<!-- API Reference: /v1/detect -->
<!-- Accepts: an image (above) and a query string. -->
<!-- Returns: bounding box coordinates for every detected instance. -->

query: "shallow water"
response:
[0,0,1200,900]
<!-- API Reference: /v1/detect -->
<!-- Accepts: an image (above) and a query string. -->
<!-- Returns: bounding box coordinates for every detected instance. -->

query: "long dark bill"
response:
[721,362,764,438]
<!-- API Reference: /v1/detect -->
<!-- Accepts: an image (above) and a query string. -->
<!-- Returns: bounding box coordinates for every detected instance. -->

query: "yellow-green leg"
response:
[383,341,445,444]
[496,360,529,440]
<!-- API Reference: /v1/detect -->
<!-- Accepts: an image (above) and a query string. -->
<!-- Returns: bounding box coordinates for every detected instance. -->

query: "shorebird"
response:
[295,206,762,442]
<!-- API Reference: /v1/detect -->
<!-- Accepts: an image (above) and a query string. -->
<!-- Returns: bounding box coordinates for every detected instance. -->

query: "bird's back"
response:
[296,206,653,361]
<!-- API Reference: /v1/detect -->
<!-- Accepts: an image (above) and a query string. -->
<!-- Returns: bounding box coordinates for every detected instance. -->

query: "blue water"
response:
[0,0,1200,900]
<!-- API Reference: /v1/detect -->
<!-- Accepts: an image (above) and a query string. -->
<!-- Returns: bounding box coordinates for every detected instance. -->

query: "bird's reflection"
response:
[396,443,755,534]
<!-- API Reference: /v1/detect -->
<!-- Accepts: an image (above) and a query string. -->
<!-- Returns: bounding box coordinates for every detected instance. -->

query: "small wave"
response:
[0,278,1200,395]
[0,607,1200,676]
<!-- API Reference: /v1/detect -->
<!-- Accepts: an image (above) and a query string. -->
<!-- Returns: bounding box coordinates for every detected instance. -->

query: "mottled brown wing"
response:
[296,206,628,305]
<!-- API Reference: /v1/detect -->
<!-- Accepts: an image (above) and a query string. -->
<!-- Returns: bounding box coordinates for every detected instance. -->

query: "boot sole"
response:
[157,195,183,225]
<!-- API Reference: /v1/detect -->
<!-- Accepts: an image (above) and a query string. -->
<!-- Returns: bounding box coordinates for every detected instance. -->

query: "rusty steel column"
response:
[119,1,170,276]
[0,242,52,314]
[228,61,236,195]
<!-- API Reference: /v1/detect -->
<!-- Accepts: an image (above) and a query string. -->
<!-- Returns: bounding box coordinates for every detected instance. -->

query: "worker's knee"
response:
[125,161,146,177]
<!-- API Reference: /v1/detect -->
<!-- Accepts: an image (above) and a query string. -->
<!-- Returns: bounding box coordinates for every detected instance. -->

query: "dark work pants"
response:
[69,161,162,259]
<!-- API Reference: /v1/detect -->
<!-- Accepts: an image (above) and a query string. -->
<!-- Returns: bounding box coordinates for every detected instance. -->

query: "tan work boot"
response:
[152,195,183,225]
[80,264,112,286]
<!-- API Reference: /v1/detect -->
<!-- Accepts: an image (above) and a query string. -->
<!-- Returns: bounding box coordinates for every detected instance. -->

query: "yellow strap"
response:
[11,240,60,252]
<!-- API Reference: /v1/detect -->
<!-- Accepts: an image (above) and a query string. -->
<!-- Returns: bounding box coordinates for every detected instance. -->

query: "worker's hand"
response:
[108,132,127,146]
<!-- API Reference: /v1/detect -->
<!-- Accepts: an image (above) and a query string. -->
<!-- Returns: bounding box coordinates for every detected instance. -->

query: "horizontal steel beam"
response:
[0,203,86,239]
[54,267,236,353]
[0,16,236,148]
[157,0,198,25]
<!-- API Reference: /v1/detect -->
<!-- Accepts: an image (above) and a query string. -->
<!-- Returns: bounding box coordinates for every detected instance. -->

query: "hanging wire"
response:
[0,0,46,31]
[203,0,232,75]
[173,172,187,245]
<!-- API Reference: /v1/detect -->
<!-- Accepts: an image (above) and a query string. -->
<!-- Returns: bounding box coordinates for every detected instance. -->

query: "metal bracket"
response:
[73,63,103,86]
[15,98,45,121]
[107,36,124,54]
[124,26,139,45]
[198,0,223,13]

...

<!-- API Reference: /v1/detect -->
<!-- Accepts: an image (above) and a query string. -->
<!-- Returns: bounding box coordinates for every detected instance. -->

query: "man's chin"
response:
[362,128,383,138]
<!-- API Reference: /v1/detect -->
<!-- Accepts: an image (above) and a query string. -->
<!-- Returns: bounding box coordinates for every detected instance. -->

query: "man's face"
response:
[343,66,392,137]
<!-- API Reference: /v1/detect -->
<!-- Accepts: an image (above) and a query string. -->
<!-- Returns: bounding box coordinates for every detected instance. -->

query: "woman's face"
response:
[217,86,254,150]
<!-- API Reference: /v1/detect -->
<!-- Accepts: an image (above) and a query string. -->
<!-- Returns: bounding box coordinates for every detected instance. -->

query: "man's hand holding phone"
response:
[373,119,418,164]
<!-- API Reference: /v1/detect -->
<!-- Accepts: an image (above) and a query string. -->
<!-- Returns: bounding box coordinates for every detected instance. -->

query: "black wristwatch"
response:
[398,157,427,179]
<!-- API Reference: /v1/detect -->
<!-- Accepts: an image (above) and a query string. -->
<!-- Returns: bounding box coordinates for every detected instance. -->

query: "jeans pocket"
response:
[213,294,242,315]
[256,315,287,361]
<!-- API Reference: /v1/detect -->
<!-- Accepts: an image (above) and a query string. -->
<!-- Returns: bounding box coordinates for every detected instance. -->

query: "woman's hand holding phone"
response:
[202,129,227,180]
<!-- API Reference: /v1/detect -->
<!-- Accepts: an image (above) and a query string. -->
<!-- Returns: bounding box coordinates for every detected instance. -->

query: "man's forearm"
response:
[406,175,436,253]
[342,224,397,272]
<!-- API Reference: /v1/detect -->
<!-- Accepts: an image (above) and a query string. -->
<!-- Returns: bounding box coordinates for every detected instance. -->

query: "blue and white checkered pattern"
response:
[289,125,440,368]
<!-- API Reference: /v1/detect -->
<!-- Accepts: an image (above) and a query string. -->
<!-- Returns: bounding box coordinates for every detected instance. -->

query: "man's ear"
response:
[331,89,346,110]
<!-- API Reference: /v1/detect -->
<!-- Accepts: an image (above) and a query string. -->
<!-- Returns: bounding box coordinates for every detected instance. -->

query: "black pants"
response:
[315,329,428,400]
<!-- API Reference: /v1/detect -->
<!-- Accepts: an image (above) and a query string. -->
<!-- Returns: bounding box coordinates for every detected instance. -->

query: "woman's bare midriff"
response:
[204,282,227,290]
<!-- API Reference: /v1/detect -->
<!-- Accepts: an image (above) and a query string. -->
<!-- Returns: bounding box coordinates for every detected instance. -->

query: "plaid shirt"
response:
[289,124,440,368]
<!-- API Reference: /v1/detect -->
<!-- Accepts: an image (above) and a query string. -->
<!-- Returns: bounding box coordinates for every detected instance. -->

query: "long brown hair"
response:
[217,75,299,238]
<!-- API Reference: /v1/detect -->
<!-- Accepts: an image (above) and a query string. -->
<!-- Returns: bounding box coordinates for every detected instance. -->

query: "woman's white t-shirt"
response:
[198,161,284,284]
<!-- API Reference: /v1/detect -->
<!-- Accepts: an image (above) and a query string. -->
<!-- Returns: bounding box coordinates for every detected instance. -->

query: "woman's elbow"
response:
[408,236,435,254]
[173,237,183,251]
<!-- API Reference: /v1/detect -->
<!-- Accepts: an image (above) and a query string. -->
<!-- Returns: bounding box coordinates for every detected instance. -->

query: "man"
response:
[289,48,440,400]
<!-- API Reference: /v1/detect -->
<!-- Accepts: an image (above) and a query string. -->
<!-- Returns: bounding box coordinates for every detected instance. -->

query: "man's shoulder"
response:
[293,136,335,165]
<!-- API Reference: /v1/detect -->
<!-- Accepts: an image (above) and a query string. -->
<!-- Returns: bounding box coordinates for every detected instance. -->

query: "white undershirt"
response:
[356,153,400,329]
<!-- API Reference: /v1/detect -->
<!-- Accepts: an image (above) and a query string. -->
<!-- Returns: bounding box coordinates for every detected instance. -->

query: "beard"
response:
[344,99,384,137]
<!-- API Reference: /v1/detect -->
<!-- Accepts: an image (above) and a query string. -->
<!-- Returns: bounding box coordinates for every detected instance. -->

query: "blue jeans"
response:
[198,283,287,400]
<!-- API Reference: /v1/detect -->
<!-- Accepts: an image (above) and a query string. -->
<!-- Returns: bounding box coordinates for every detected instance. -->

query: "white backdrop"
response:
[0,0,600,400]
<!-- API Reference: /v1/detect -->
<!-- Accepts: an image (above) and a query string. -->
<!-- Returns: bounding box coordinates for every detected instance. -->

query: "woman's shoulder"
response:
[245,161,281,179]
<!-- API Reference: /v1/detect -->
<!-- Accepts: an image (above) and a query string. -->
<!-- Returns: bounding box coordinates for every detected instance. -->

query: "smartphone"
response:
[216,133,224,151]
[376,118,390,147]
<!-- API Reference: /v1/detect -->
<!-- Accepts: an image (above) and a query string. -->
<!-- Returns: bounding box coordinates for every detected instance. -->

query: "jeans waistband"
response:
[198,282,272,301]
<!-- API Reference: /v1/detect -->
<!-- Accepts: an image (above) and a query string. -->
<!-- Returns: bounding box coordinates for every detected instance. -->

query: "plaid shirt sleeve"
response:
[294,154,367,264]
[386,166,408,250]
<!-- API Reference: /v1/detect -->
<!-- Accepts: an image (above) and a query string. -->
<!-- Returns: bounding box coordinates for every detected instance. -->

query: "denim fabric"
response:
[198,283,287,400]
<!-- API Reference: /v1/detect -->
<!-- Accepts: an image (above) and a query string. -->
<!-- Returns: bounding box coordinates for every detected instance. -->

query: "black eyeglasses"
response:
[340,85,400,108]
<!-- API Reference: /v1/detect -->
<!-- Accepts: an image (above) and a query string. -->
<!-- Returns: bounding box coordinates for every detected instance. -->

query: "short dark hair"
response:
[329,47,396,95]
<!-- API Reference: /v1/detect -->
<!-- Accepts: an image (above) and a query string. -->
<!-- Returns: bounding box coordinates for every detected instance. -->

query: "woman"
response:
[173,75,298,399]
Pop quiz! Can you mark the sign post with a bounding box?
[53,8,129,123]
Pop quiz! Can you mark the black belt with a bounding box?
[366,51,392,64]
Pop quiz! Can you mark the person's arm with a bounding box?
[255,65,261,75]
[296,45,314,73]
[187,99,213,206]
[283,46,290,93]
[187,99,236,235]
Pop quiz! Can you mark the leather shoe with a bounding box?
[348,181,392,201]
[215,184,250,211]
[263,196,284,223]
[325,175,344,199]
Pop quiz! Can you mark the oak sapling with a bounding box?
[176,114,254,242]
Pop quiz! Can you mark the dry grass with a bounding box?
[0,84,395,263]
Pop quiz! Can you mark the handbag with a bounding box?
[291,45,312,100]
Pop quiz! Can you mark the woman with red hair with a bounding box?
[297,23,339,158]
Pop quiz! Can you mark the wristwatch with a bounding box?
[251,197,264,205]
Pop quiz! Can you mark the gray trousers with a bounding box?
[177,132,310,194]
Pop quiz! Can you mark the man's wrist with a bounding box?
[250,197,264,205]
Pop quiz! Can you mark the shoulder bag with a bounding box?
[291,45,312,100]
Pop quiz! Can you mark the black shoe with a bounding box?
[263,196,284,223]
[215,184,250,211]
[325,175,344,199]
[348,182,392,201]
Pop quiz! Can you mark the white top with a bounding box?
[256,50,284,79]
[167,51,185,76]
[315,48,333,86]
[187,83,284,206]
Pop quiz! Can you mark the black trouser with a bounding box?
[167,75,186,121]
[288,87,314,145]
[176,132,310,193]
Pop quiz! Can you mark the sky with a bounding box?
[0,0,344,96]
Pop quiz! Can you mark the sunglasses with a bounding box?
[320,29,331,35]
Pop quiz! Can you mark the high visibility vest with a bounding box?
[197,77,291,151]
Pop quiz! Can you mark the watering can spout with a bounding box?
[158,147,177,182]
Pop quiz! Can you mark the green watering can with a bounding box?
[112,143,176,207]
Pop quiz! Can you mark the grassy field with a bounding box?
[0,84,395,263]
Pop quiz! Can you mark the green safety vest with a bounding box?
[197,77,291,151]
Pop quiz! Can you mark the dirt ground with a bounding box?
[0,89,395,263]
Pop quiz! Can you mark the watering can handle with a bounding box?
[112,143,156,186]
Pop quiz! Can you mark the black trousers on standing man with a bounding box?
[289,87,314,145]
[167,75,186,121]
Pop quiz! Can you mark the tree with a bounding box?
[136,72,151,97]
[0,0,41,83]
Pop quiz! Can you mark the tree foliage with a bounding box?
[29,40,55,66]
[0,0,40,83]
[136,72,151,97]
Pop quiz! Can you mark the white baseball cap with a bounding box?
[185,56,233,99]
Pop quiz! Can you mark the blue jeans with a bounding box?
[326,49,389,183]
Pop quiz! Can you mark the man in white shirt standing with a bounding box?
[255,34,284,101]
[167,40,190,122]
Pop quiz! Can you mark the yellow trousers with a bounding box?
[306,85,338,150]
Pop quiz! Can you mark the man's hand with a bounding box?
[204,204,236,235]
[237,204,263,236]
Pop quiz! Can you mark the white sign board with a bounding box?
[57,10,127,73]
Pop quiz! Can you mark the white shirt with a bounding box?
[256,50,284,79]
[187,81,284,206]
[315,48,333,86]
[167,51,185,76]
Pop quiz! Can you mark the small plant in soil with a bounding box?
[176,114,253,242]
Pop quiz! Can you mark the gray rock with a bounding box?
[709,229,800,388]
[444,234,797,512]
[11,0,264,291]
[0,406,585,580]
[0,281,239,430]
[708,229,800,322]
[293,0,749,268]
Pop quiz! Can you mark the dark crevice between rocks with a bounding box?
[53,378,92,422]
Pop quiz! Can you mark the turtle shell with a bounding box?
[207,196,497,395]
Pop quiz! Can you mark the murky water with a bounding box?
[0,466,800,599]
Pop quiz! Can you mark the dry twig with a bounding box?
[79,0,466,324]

---

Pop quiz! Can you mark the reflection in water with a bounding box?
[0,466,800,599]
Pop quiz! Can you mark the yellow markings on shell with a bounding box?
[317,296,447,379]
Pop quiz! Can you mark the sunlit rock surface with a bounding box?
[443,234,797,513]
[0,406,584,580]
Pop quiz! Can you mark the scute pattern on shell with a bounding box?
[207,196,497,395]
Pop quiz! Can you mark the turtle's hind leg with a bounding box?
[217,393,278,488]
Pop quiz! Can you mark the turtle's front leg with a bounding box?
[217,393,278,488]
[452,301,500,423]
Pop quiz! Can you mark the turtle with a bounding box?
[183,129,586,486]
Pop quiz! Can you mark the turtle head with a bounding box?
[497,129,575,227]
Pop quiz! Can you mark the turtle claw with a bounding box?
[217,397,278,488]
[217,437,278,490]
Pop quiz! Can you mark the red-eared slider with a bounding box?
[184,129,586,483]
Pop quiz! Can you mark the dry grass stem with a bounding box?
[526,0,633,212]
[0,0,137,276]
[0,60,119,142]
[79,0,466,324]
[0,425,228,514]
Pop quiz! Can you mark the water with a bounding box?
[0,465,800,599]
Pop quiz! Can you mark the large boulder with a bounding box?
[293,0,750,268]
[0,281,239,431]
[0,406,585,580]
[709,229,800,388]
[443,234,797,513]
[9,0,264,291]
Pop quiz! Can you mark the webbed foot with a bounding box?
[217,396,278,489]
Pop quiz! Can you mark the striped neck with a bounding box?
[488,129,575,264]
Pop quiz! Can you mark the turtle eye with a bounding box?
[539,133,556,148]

### Work to do
Change "watering can" to "watering pail" in the rows from the one containing "Pop quiz! Can you mark the shoulder" down to the one containing "[293,0,749,268]", and give back only those rows with everything else unchanged.

### Task result
Pop quiz! Can you mark the shoulder bag with a bounding box?
[291,45,312,100]
Pop quiz! Can you mark the black shoe with a bounding box?
[263,196,284,223]
[215,184,250,211]
[325,175,344,199]
[348,182,392,201]
Pop quiz! Can you mark the white top with a bounding box?
[256,50,284,79]
[167,51,185,76]
[315,48,333,86]
[187,83,284,206]
Pop quiz! Can you mark the black trouser with a bounding box?
[167,75,186,121]
[288,87,314,145]
[176,132,310,193]
Pop quiz! Can you mark the sky with a bounding box?
[0,0,344,96]
Pop quiz! Can you mark the sunglasses with a bounding box?
[320,29,331,35]
Pop quiz! Can you mark the high visibility vest with a bounding box?
[197,77,291,151]
Pop quiz! Can you mark the watering pail spout with a bounding box?
[158,147,177,182]
Pop quiz! Can you mark the green watering pail with a bounding box?
[112,143,176,207]
Pop quiz! Can you mark the grassy field with a bounding box?
[0,84,395,263]
Pop quiz! Can you mark the green safety vest with a bounding box?
[197,77,291,151]
Pop quiz! Can you mark the dirt ground with a bounding box?
[0,89,395,263]
Pop quiz! Can you mark the watering pail handle with a bounding box?
[112,143,156,186]
Pop quiz! Can you mark the black trousers on standing man with a bounding box?
[289,87,314,145]
[167,75,186,121]
Pop quiz! Can you mark the tree with a bounding box?
[136,72,151,97]
[0,0,41,83]
Pop quiz! Can you mark the tree foliage with a bounding box?
[29,40,55,66]
[0,0,40,83]
[136,72,151,97]
Pop quiz! Can you mark the white baseball cap with a bounding box?
[185,56,233,99]
Pop quiz! Can you mark the blue jeans with a bounding box?
[326,49,389,183]
Pop quiz! Can you mark the man in white shirt standing with a bounding box?
[255,34,284,101]
[167,40,190,122]
Pop quiz! Can you mark the yellow trousers with a bounding box?
[306,85,338,150]
Pop quiz! Can you mark the man's hand with a bounding box?
[204,204,236,235]
[237,204,263,236]
Pop quiz! Can you mark the white sign board with a bounding box?
[57,10,127,73]
Pop quiz! Can you mark the white shirt with a bounding box?
[256,50,284,79]
[187,81,284,206]
[315,48,333,86]
[167,51,185,76]
Pop quiz! Can you mark the small plant in soil with a bounding box?
[176,114,253,242]
Pop quiz! Can you mark the gray rock with a bounding box?
[709,229,800,388]
[444,234,797,512]
[11,0,264,291]
[0,406,585,580]
[0,281,239,430]
[708,229,800,322]
[293,0,749,268]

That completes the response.